Each entry must be reproduced precisely as it stands.

Listed records below:

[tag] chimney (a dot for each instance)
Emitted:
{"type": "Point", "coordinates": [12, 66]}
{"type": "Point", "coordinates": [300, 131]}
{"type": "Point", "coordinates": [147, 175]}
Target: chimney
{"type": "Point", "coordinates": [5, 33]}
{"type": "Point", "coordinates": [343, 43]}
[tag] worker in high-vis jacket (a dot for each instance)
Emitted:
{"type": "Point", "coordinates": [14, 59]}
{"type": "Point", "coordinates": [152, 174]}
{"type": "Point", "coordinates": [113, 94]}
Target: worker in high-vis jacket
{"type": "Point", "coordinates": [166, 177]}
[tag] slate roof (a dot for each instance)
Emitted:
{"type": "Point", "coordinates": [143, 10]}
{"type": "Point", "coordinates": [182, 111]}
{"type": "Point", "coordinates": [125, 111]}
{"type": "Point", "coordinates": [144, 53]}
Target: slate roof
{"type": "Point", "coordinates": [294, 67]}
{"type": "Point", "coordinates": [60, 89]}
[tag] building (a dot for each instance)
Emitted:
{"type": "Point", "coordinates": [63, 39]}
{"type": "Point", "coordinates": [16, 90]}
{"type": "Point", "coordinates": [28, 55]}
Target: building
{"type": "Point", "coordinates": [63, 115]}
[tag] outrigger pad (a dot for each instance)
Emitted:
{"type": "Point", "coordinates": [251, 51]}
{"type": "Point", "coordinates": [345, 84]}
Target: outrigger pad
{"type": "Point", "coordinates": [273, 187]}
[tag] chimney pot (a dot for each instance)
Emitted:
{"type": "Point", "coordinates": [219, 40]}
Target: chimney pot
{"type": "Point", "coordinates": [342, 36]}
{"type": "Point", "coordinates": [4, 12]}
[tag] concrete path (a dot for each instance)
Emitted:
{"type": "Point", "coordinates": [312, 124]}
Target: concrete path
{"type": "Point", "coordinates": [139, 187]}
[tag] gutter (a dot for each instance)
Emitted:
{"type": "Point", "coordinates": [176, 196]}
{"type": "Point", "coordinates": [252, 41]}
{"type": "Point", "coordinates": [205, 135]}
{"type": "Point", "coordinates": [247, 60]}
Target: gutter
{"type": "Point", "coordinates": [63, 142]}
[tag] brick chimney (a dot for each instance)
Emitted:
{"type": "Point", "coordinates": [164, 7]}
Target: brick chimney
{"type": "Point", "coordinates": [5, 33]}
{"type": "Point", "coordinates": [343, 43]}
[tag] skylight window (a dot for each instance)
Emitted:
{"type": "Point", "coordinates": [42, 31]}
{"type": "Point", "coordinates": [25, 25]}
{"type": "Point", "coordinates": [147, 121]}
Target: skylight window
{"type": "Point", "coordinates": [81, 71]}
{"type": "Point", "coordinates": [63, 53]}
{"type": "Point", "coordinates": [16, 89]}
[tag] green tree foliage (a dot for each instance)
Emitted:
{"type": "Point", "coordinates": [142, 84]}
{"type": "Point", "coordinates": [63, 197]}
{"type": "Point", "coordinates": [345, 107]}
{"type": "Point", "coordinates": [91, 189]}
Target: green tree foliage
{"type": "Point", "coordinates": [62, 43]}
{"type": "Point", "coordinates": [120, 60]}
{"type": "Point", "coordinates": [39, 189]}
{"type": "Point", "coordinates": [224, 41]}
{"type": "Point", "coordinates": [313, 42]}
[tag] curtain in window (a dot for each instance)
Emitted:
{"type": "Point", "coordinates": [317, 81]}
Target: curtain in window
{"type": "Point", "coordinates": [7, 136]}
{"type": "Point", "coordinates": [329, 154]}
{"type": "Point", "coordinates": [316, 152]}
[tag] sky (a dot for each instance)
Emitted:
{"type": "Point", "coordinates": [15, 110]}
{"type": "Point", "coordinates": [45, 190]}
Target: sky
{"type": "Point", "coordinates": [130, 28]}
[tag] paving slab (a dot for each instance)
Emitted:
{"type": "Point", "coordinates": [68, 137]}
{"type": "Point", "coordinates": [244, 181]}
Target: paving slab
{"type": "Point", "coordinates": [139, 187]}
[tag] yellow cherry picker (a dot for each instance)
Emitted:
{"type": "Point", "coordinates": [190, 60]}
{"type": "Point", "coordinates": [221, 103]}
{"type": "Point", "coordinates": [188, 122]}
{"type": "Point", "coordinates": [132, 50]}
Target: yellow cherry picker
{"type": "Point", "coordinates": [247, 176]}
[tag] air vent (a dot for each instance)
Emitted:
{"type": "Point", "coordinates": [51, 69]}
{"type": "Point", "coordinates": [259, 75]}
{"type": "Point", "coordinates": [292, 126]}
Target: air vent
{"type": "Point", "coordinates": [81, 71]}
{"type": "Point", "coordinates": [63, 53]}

End of Listed records.

■ Answer to the problem:
[tag] chimney (a dot for each instance)
Emitted:
{"type": "Point", "coordinates": [12, 66]}
{"type": "Point", "coordinates": [300, 131]}
{"type": "Point", "coordinates": [147, 175]}
Target: chimney
{"type": "Point", "coordinates": [5, 33]}
{"type": "Point", "coordinates": [343, 43]}
[tag] worker in high-vis jacket (a dot for each instance)
Emitted:
{"type": "Point", "coordinates": [14, 59]}
{"type": "Point", "coordinates": [152, 174]}
{"type": "Point", "coordinates": [113, 94]}
Target: worker in high-vis jacket
{"type": "Point", "coordinates": [166, 177]}
[tag] slate roof (a dot for each instance)
Emitted:
{"type": "Point", "coordinates": [143, 10]}
{"type": "Point", "coordinates": [182, 111]}
{"type": "Point", "coordinates": [125, 111]}
{"type": "Point", "coordinates": [144, 53]}
Target: slate roof
{"type": "Point", "coordinates": [294, 67]}
{"type": "Point", "coordinates": [60, 89]}
[tag] building (a dot for each instance)
Emitted:
{"type": "Point", "coordinates": [63, 39]}
{"type": "Point", "coordinates": [16, 90]}
{"type": "Point", "coordinates": [28, 55]}
Target: building
{"type": "Point", "coordinates": [63, 115]}
[tag] outrigger pad (a dot for each instance)
Emitted:
{"type": "Point", "coordinates": [251, 51]}
{"type": "Point", "coordinates": [345, 84]}
Target: outrigger pad
{"type": "Point", "coordinates": [273, 187]}
[tag] chimney pot (a dot for each instance)
Emitted:
{"type": "Point", "coordinates": [219, 40]}
Target: chimney pot
{"type": "Point", "coordinates": [342, 36]}
{"type": "Point", "coordinates": [4, 12]}
[tag] concrete path (a dot for each instance)
Emitted:
{"type": "Point", "coordinates": [312, 124]}
Target: concrete path
{"type": "Point", "coordinates": [139, 187]}
[tag] gutter (a dot for each instance)
Emitted:
{"type": "Point", "coordinates": [176, 196]}
{"type": "Point", "coordinates": [252, 41]}
{"type": "Point", "coordinates": [205, 135]}
{"type": "Point", "coordinates": [247, 60]}
Target: gutter
{"type": "Point", "coordinates": [63, 142]}
[tag] brick chimney (a dot for each instance)
Emitted:
{"type": "Point", "coordinates": [164, 7]}
Target: brick chimney
{"type": "Point", "coordinates": [5, 33]}
{"type": "Point", "coordinates": [343, 43]}
[tag] skylight window (a dot for each instance)
Emitted:
{"type": "Point", "coordinates": [42, 31]}
{"type": "Point", "coordinates": [25, 25]}
{"type": "Point", "coordinates": [147, 121]}
Target: skylight window
{"type": "Point", "coordinates": [81, 71]}
{"type": "Point", "coordinates": [63, 53]}
{"type": "Point", "coordinates": [16, 89]}
[tag] green tree foliage (a dot for each instance)
Emitted:
{"type": "Point", "coordinates": [142, 84]}
{"type": "Point", "coordinates": [63, 197]}
{"type": "Point", "coordinates": [345, 107]}
{"type": "Point", "coordinates": [91, 189]}
Target: green tree foliage
{"type": "Point", "coordinates": [62, 43]}
{"type": "Point", "coordinates": [120, 60]}
{"type": "Point", "coordinates": [39, 189]}
{"type": "Point", "coordinates": [224, 41]}
{"type": "Point", "coordinates": [313, 42]}
[tag] curtain in window (a dot for each instance)
Emitted:
{"type": "Point", "coordinates": [317, 81]}
Target: curtain in window
{"type": "Point", "coordinates": [7, 136]}
{"type": "Point", "coordinates": [329, 154]}
{"type": "Point", "coordinates": [316, 152]}
[tag] sky (a dot for each instance)
Emitted:
{"type": "Point", "coordinates": [15, 110]}
{"type": "Point", "coordinates": [45, 190]}
Target: sky
{"type": "Point", "coordinates": [130, 28]}
[tag] paving slab (a dot for each instance)
Emitted:
{"type": "Point", "coordinates": [68, 137]}
{"type": "Point", "coordinates": [244, 181]}
Target: paving slab
{"type": "Point", "coordinates": [139, 187]}
[tag] yellow cherry picker (a dot for each instance)
Emitted:
{"type": "Point", "coordinates": [190, 60]}
{"type": "Point", "coordinates": [221, 103]}
{"type": "Point", "coordinates": [188, 122]}
{"type": "Point", "coordinates": [132, 50]}
Target: yellow cherry picker
{"type": "Point", "coordinates": [247, 176]}
[tag] air vent (a dot for each instance)
Emitted:
{"type": "Point", "coordinates": [51, 69]}
{"type": "Point", "coordinates": [259, 75]}
{"type": "Point", "coordinates": [292, 126]}
Target: air vent
{"type": "Point", "coordinates": [81, 71]}
{"type": "Point", "coordinates": [63, 53]}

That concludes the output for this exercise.